> [TASK ITEM]
With the first line as the start and the line containing "Query: row of celery plant" as the end, write out every line of the records exactly.

> [PROVIDED RECORDS]

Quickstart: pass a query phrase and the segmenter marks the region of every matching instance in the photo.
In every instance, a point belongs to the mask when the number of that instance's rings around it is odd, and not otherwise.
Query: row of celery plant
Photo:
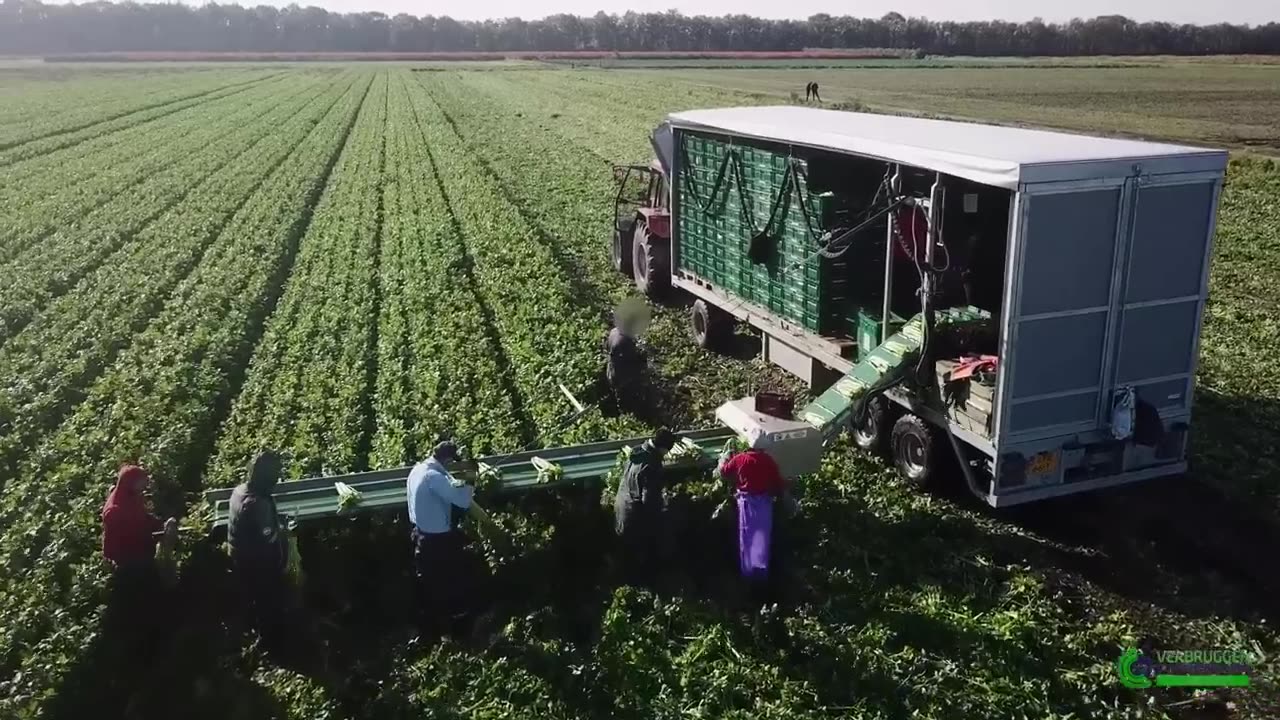
[[[85,142],[6,168],[0,181],[0,262],[38,247],[37,241],[52,232],[101,221],[100,215],[90,215],[153,179],[175,158],[191,155],[192,145],[217,142],[212,132],[238,127],[221,122],[228,115],[261,112],[271,107],[267,101],[282,102],[306,84],[281,77],[108,136],[124,136],[123,142]],[[204,139],[194,137],[197,133]]]
[[[10,429],[0,440],[0,469],[11,471],[57,427],[202,257],[216,253],[219,243],[234,242],[225,228],[236,210],[341,93],[341,88],[332,88],[297,98],[237,131],[236,137],[194,153],[209,160],[185,166],[189,181],[204,179],[182,202],[103,258],[100,267],[0,346],[0,374],[6,378],[0,386],[0,417]],[[99,242],[108,243],[109,238]],[[43,271],[56,276],[66,268],[54,265]],[[15,298],[17,305],[6,310],[22,308],[23,303],[30,308],[40,299],[39,286],[17,285],[34,292]]]
[[[143,228],[186,199],[224,165],[249,151],[253,143],[269,137],[274,128],[321,91],[320,86],[309,82],[283,89],[288,92],[264,93],[239,103],[228,100],[225,107],[215,104],[209,114],[199,113],[178,124],[172,129],[172,138],[166,133],[158,139],[172,142],[162,144],[155,151],[154,166],[148,162],[131,169],[127,186],[104,187],[104,194],[118,194],[107,196],[105,202],[82,217],[75,213],[83,208],[75,207],[77,202],[70,198],[65,204],[65,213],[64,208],[14,203],[23,204],[30,211],[32,220],[22,224],[26,226],[24,229],[33,231],[30,237],[38,238],[39,242],[17,251],[13,259],[0,264],[0,275],[12,279],[0,288],[0,344],[121,245],[134,242]],[[191,152],[193,146],[206,150]],[[94,176],[103,168],[94,164],[83,170]],[[102,186],[107,184],[104,181]],[[55,230],[41,237],[47,228]],[[11,236],[10,242],[16,249],[19,241]]]
[[[254,350],[207,481],[238,482],[263,447],[289,475],[360,469],[374,362],[387,76],[374,81],[303,236],[284,295]]]
[[[98,631],[98,509],[118,464],[150,467],[162,499],[198,489],[209,438],[369,84],[308,122],[293,152],[262,158],[273,171],[223,227],[230,242],[213,244],[0,502],[0,716],[40,715]]]

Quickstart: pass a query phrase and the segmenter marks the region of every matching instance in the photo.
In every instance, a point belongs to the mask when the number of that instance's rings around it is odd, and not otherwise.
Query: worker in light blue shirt
[[[458,446],[442,442],[409,471],[409,522],[420,534],[452,532],[453,508],[471,507],[475,488],[455,480],[445,467],[458,459]]]
[[[409,471],[409,522],[420,593],[420,629],[428,640],[456,629],[469,615],[473,563],[466,552],[466,538],[454,525],[453,509],[470,508],[475,488],[455,480],[446,467],[461,459],[460,455],[456,443],[445,441]]]

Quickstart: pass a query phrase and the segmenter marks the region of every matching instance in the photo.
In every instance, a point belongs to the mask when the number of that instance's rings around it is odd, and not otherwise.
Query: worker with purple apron
[[[720,476],[733,483],[738,503],[739,570],[744,579],[762,586],[769,579],[774,501],[786,494],[786,481],[778,463],[768,453],[754,448],[725,453],[720,460]]]

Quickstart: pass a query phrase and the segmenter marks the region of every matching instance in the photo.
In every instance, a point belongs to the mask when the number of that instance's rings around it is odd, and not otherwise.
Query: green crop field
[[[783,528],[785,602],[730,592],[718,498],[672,499],[680,561],[620,584],[598,492],[492,506],[488,637],[413,639],[405,519],[301,531],[299,657],[237,613],[202,490],[261,447],[291,477],[643,434],[596,378],[610,164],[667,112],[824,100],[1280,151],[1280,65],[572,69],[0,67],[0,718],[1274,718],[1280,715],[1280,166],[1232,162],[1193,472],[994,513],[844,447]],[[1117,63],[1119,62],[1117,61]],[[972,65],[972,64],[970,64]],[[419,68],[421,69],[421,68]],[[660,420],[800,392],[656,309]],[[182,516],[146,667],[99,551],[116,468]],[[1129,690],[1119,653],[1231,649],[1251,687]]]

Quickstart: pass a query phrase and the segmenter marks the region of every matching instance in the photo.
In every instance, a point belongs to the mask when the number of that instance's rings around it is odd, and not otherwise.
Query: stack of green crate
[[[717,201],[705,212],[693,201],[687,179],[680,185],[680,267],[717,286],[767,308],[807,330],[826,335],[848,335],[847,266],[814,253],[817,242],[800,208],[800,197],[816,211],[799,174],[798,187],[774,216],[773,259],[752,263],[747,253],[752,235],[764,229],[779,191],[791,172],[792,158],[784,153],[741,140],[682,133],[680,142],[687,161],[683,171],[697,183],[703,200],[711,193],[720,163],[734,153],[741,164],[742,187],[732,161]],[[749,215],[744,216],[746,204]],[[815,227],[818,218],[813,218]]]

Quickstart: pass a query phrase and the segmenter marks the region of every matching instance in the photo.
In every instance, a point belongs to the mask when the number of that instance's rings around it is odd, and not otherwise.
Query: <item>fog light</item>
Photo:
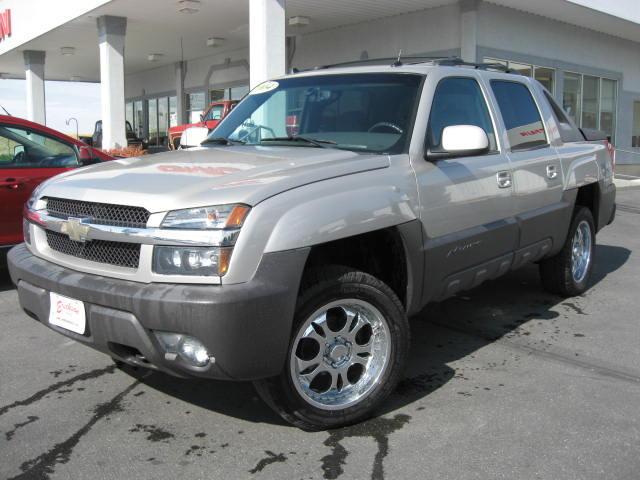
[[[181,333],[154,333],[165,351],[165,358],[168,360],[174,360],[179,356],[195,367],[204,367],[214,361],[213,357],[209,357],[206,347],[197,338]]]
[[[223,276],[229,268],[230,247],[153,248],[153,271],[161,275]]]
[[[193,337],[183,338],[178,349],[182,358],[198,367],[204,367],[209,363],[209,352]]]

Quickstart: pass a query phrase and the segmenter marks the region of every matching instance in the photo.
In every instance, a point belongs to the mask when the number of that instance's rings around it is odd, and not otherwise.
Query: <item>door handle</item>
[[[558,171],[555,165],[547,165],[547,178],[553,180],[558,176]]]
[[[499,188],[509,188],[511,186],[511,172],[502,171],[496,174]]]
[[[4,181],[0,182],[0,187],[8,188],[9,190],[17,190],[22,185],[24,185],[24,182],[21,182],[15,178],[7,178]]]

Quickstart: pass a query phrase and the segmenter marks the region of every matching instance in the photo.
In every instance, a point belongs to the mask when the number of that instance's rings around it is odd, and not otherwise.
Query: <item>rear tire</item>
[[[254,386],[299,428],[349,425],[371,416],[394,390],[408,349],[407,316],[386,284],[323,267],[305,276],[282,372]]]
[[[574,297],[587,290],[593,270],[595,231],[591,210],[578,207],[562,250],[540,263],[545,290],[563,297]]]

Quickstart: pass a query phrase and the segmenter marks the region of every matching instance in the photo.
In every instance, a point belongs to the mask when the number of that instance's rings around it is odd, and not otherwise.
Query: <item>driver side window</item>
[[[0,169],[77,165],[73,146],[30,130],[0,125]]]
[[[489,137],[489,151],[497,150],[489,109],[480,85],[473,78],[444,78],[436,87],[427,127],[427,148],[442,151],[442,131],[453,125],[482,128]]]

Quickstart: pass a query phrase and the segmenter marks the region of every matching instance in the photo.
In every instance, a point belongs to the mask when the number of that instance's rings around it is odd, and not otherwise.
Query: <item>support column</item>
[[[286,73],[285,0],[249,0],[249,84]]]
[[[44,96],[44,52],[24,51],[24,68],[27,79],[27,119],[45,124],[47,121]]]
[[[478,0],[460,0],[460,56],[465,62],[477,62]]]
[[[124,38],[127,19],[98,18],[100,47],[100,96],[102,100],[102,148],[127,146],[124,107]]]
[[[187,123],[187,109],[184,98],[185,62],[176,62],[176,118],[178,125]]]

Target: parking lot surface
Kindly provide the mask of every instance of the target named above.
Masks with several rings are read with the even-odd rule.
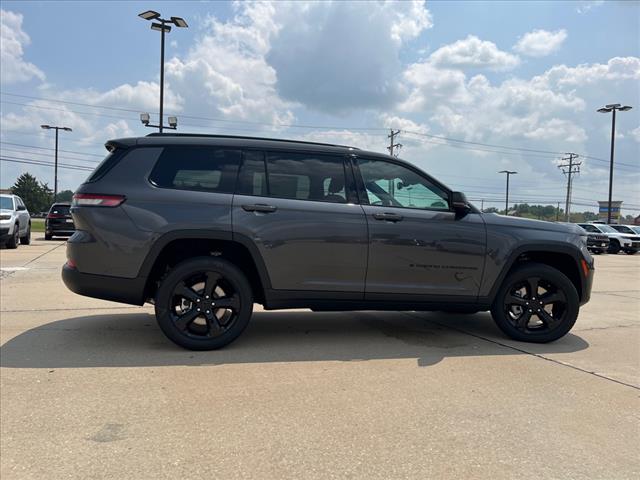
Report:
[[[596,258],[565,338],[489,314],[258,310],[229,347],[60,279],[64,242],[0,251],[0,477],[640,476],[640,255]]]

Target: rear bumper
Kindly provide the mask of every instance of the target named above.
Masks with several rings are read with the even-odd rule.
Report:
[[[85,297],[130,305],[144,304],[146,277],[121,278],[82,273],[68,265],[62,267],[62,281],[69,290]]]

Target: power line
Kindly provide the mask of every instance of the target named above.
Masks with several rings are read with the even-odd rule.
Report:
[[[24,160],[26,162],[39,162],[42,163],[44,165],[51,165],[54,166],[55,164],[53,162],[47,162],[46,160],[40,160],[40,159],[32,159],[32,158],[23,158],[23,157],[14,157],[14,156],[6,156],[6,155],[2,155],[2,160]],[[84,170],[90,170],[93,171],[94,167],[88,167],[86,165],[76,165],[73,163],[58,163],[58,165],[64,165],[66,167],[73,167],[73,168],[81,168]]]
[[[44,166],[44,167],[53,167],[53,163],[46,163],[46,162],[40,162],[40,161],[29,161],[29,160],[22,160],[22,159],[15,159],[15,158],[8,158],[8,157],[0,157],[0,161],[2,162],[12,162],[12,163],[23,163],[23,164],[28,164],[28,165],[39,165],[39,166]],[[58,164],[58,168],[66,168],[67,170],[80,170],[83,172],[92,172],[93,168],[89,168],[89,167],[82,167],[82,166],[77,166],[77,167],[71,167],[71,166],[67,166],[66,164]]]
[[[11,142],[2,142],[0,141],[0,143],[4,144],[4,145],[13,145],[15,147],[27,147],[27,148],[37,148],[39,150],[55,150],[54,148],[50,148],[50,147],[38,147],[36,145],[25,145],[24,143],[11,143]],[[87,153],[87,152],[75,152],[73,150],[62,150],[59,149],[59,152],[64,152],[64,153],[77,153],[78,155],[91,155],[92,157],[100,157],[103,158],[104,155],[99,155],[97,153]]]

> [REPLY TO THE TASK]
Quickstart: pass a query phrase and the segmenter marks the region of every matching instance in the photo.
In every instance, a point belongs to the mask when the number of that instance's rings around it is odd, and not otherwise.
Query: row of celery plant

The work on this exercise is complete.